STATED TASK
Show each line of the material below that contains the string "forewing".

○ ○ ○ ○

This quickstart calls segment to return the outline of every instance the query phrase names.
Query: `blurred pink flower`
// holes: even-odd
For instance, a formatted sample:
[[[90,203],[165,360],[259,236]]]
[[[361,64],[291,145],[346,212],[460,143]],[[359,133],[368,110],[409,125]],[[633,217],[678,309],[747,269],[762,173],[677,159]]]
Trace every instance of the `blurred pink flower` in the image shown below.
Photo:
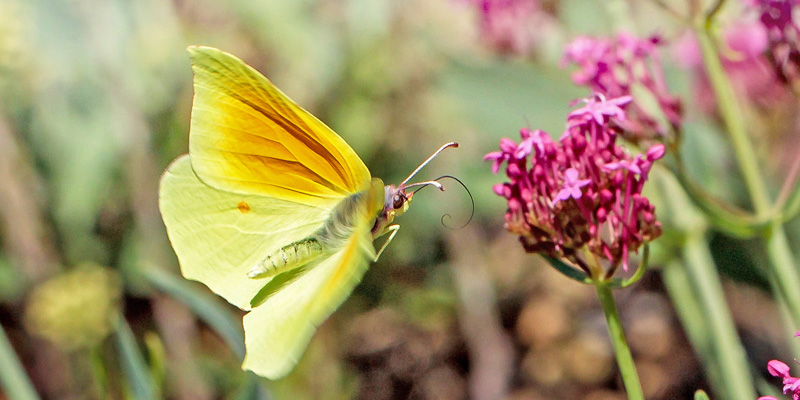
[[[562,64],[579,67],[572,74],[575,84],[608,98],[629,97],[635,85],[643,86],[656,99],[670,128],[678,130],[683,108],[680,99],[669,93],[664,80],[658,53],[661,42],[658,36],[639,39],[627,33],[613,39],[580,36],[567,46]],[[628,111],[626,118],[612,119],[626,138],[638,142],[668,133],[668,127],[661,126],[635,100]]]
[[[795,337],[800,336],[800,332],[795,333]],[[788,365],[778,360],[771,360],[767,363],[769,374],[778,378],[783,378],[783,394],[792,394],[792,400],[800,400],[800,378],[793,377]],[[762,396],[758,400],[778,400],[772,396]]]
[[[724,37],[727,50],[721,53],[722,66],[739,95],[762,108],[784,103],[788,92],[765,55],[766,29],[760,23],[740,22],[731,25]],[[687,34],[678,42],[675,55],[681,65],[694,70],[698,104],[704,111],[713,112],[716,100],[693,35]]]
[[[798,0],[748,0],[759,14],[769,42],[767,55],[778,78],[786,83],[800,79],[800,27],[793,16]]]
[[[655,209],[641,195],[653,162],[664,146],[631,156],[617,145],[615,119],[626,121],[630,97],[595,95],[572,111],[557,142],[541,130],[520,130],[522,141],[500,141],[487,154],[496,173],[506,166],[509,182],[494,192],[508,201],[506,229],[519,235],[527,252],[564,257],[585,271],[584,248],[627,270],[628,255],[661,234]],[[529,164],[530,162],[530,164]]]
[[[537,25],[544,16],[538,0],[468,0],[480,13],[486,43],[500,53],[529,54]]]

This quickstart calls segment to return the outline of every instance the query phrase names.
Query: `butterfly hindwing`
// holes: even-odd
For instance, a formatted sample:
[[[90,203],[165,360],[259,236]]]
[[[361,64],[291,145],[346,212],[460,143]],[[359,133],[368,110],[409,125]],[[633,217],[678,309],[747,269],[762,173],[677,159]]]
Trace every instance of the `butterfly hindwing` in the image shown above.
[[[174,161],[161,178],[159,208],[184,277],[244,310],[268,283],[247,278],[250,268],[310,236],[330,214],[326,208],[212,188],[198,179],[188,156]]]
[[[367,222],[363,218],[336,253],[244,316],[243,368],[274,379],[297,364],[317,326],[350,295],[375,256]]]

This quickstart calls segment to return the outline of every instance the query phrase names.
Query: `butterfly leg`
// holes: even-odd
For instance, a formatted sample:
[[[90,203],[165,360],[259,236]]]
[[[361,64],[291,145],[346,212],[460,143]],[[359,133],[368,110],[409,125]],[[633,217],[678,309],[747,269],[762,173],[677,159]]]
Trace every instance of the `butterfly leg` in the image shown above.
[[[372,260],[372,262],[378,261],[378,258],[380,258],[381,253],[383,253],[383,250],[386,249],[386,246],[389,245],[389,242],[391,242],[392,239],[394,239],[394,235],[397,234],[398,230],[400,230],[400,225],[389,225],[386,227],[386,230],[384,230],[380,236],[383,236],[388,233],[389,238],[386,239],[385,242],[383,242],[383,246],[381,246],[381,249],[378,250],[378,254],[375,255],[375,259]]]

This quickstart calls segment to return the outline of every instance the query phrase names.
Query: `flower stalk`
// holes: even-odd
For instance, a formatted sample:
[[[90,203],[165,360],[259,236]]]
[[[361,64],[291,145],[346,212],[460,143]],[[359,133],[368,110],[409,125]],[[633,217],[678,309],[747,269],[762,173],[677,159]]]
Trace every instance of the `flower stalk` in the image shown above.
[[[639,383],[639,375],[636,373],[636,365],[633,363],[633,356],[625,339],[625,332],[622,329],[622,321],[614,303],[614,294],[609,285],[597,282],[595,285],[597,297],[600,299],[600,307],[606,318],[608,334],[611,336],[611,344],[614,346],[614,354],[617,358],[622,382],[625,384],[625,391],[630,400],[644,400],[642,385]]]
[[[756,216],[763,216],[768,214],[772,208],[767,195],[767,187],[758,167],[758,158],[753,144],[747,135],[744,114],[720,62],[712,34],[713,27],[712,20],[706,20],[701,26],[697,26],[695,29],[697,39],[703,53],[709,81],[719,105],[720,116],[727,127],[753,209]],[[796,290],[797,287],[800,287],[800,273],[795,268],[794,257],[789,248],[780,215],[772,218],[765,234],[765,240],[770,260],[768,273],[773,275],[773,279],[769,280],[772,283],[773,292],[782,297],[789,308],[791,321],[788,321],[788,325],[800,326],[800,292]]]

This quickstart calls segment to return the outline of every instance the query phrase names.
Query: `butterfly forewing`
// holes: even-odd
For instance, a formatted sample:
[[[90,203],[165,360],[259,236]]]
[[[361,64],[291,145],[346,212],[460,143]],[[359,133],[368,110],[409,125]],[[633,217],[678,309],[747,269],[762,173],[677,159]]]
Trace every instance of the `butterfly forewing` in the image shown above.
[[[267,78],[223,51],[190,47],[189,153],[204,182],[305,204],[366,190],[370,174],[325,124]]]

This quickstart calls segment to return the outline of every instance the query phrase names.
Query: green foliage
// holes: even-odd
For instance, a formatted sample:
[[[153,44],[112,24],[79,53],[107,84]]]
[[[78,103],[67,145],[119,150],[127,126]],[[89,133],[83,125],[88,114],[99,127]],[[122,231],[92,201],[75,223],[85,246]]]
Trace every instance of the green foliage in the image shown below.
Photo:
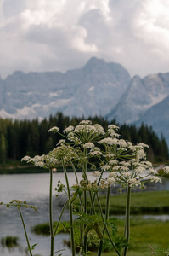
[[[1,244],[3,247],[17,247],[19,238],[17,236],[7,236],[6,237],[2,237]]]
[[[102,117],[89,118],[93,124],[100,124],[106,131],[110,123]],[[58,126],[60,132],[69,125],[76,125],[82,119],[64,116],[58,113],[41,122],[33,120],[14,120],[0,119],[0,163],[5,164],[6,159],[20,160],[29,154],[42,154],[52,150],[58,141],[59,134],[51,135],[48,131],[53,126]],[[118,124],[112,120],[115,125]],[[133,125],[121,125],[120,127],[121,138],[131,141],[133,144],[143,142],[149,146],[147,150],[148,160],[153,162],[162,162],[168,159],[168,148],[164,137],[159,138],[152,127],[142,125],[137,128]]]

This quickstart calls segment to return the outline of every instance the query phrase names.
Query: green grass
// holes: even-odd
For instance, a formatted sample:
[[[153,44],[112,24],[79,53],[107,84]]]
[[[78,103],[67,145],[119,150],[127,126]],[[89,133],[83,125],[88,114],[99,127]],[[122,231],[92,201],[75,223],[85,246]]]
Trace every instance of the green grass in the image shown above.
[[[110,214],[125,214],[126,194],[110,197]],[[100,196],[103,208],[105,208],[105,196]],[[131,214],[166,214],[169,213],[169,191],[142,191],[132,193]]]
[[[119,222],[117,228],[119,233],[123,234],[123,221]],[[38,224],[34,228],[37,234],[48,235],[48,224]],[[169,247],[169,221],[162,222],[155,219],[144,219],[141,218],[131,218],[131,239],[127,256],[150,256],[152,255],[149,245],[155,251],[159,248]],[[97,253],[92,253],[90,256],[96,256]],[[102,256],[115,256],[113,251],[103,253]],[[157,252],[159,256],[166,256],[167,253]]]
[[[118,228],[122,234],[122,224]],[[157,252],[159,248],[169,247],[169,221],[162,222],[154,219],[132,218],[131,219],[131,240],[129,242],[127,256],[150,256],[151,245],[156,252],[156,255],[167,255],[165,253]],[[96,256],[96,253],[89,254]],[[102,256],[115,256],[114,252],[103,253]]]

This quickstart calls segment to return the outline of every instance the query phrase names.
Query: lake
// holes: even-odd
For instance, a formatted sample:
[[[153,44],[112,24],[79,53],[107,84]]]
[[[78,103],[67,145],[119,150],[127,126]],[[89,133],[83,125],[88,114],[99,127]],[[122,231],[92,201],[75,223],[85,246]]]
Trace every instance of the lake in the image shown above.
[[[77,173],[81,178],[82,173]],[[70,184],[76,183],[74,173],[68,173]],[[60,212],[60,207],[65,202],[64,195],[61,195],[56,198],[54,188],[57,181],[60,180],[65,183],[64,173],[54,173],[54,221],[57,220]],[[8,203],[13,199],[26,201],[28,204],[37,207],[37,212],[32,209],[23,209],[23,216],[27,227],[27,232],[30,238],[31,245],[38,243],[32,252],[33,255],[48,256],[50,254],[50,239],[43,236],[37,236],[31,231],[31,228],[35,224],[48,222],[48,184],[49,173],[40,174],[14,174],[0,175],[0,201]],[[149,190],[169,190],[169,179],[163,178],[162,184],[151,184],[147,188]],[[68,212],[63,216],[63,220],[69,218]],[[0,240],[6,236],[14,236],[20,238],[20,247],[13,250],[0,247],[0,256],[25,256],[26,247],[25,238],[22,224],[19,216],[19,212],[15,207],[7,208],[4,206],[0,207]],[[70,255],[69,248],[63,244],[63,240],[68,240],[69,235],[59,235],[55,236],[54,250],[58,251],[65,248],[63,256]],[[58,255],[56,253],[55,255]]]

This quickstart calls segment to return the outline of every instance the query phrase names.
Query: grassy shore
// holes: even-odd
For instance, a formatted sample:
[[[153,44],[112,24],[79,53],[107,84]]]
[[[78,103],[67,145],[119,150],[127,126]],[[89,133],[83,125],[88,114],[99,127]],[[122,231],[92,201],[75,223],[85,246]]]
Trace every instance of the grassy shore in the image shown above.
[[[123,221],[118,224],[119,234],[123,233]],[[43,227],[42,227],[43,226]],[[40,225],[37,226],[37,234],[42,234]],[[49,236],[49,229],[48,224],[42,224],[41,229],[46,235]],[[128,256],[150,256],[151,249],[149,245],[156,252],[156,255],[163,256],[167,253],[158,252],[160,248],[166,248],[169,247],[169,221],[162,222],[155,219],[144,219],[141,218],[131,218],[131,240],[129,243]],[[44,233],[43,233],[44,235]],[[57,237],[55,238],[57,240]],[[96,256],[96,252],[91,253],[90,256]],[[115,256],[113,251],[104,252],[102,256]]]

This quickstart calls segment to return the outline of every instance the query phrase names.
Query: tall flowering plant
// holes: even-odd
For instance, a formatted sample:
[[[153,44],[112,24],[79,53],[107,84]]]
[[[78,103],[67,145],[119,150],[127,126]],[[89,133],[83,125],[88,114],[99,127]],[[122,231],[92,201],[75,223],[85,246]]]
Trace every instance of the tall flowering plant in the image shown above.
[[[63,131],[63,139],[56,148],[41,156],[22,159],[36,166],[49,169],[49,226],[51,249],[50,256],[54,254],[55,236],[66,229],[60,222],[65,207],[69,206],[69,227],[72,256],[87,255],[91,244],[97,248],[97,255],[110,247],[116,255],[127,254],[130,238],[130,201],[131,191],[138,187],[145,189],[148,183],[161,183],[152,164],[146,160],[144,143],[132,145],[120,138],[119,127],[108,126],[105,131],[100,125],[92,125],[89,120],[80,122],[76,127],[70,125]],[[58,127],[49,132],[59,133]],[[59,133],[60,134],[60,133]],[[96,162],[96,166],[93,164]],[[76,183],[70,187],[67,177],[67,166],[71,166]],[[53,170],[62,166],[65,183],[58,182],[55,189],[58,195],[65,192],[67,200],[61,210],[57,225],[53,225]],[[76,168],[81,169],[82,177],[78,180]],[[169,172],[169,170],[166,169]],[[117,236],[115,218],[110,218],[110,198],[111,188],[127,189],[126,216],[124,236]],[[99,194],[106,191],[105,213],[102,208]],[[78,207],[77,207],[78,206]],[[97,206],[97,207],[96,207]],[[97,209],[99,209],[99,211]],[[73,219],[73,214],[77,218]],[[31,250],[30,250],[31,253]],[[32,255],[32,254],[31,254]]]

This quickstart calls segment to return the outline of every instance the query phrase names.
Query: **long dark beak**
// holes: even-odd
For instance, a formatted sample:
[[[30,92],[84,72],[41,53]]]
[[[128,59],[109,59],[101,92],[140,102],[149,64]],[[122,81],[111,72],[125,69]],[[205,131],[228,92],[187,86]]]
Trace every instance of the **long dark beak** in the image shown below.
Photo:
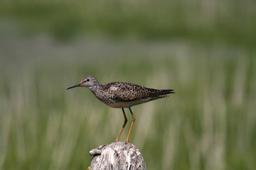
[[[75,84],[75,86],[67,88],[66,90],[68,90],[68,89],[73,89],[73,88],[75,88],[75,87],[78,87],[78,86],[80,86],[80,84]]]

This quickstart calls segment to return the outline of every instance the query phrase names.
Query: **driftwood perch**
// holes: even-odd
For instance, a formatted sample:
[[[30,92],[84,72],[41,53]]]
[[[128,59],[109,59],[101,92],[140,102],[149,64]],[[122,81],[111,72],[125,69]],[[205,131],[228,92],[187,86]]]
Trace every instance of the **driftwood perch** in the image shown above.
[[[91,170],[146,170],[142,154],[134,144],[114,142],[90,152]]]

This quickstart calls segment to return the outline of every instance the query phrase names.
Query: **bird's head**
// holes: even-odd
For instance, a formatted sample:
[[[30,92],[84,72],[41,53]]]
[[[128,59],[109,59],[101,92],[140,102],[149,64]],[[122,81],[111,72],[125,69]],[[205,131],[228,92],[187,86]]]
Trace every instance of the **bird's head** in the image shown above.
[[[85,86],[85,87],[91,89],[93,86],[97,86],[98,84],[99,84],[99,82],[97,81],[97,79],[95,76],[86,76],[82,79],[82,80],[80,83],[68,88],[67,90],[75,88],[75,87],[78,87],[78,86]]]

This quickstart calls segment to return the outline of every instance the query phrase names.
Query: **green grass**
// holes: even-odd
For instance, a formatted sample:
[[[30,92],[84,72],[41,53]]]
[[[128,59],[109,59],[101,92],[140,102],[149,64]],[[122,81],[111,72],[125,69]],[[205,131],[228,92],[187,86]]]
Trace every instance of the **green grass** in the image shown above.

○ ○ ○ ○

REPLY
Query: `butterfly forewing`
Trace every instance of the `butterfly forewing` in the image shown above.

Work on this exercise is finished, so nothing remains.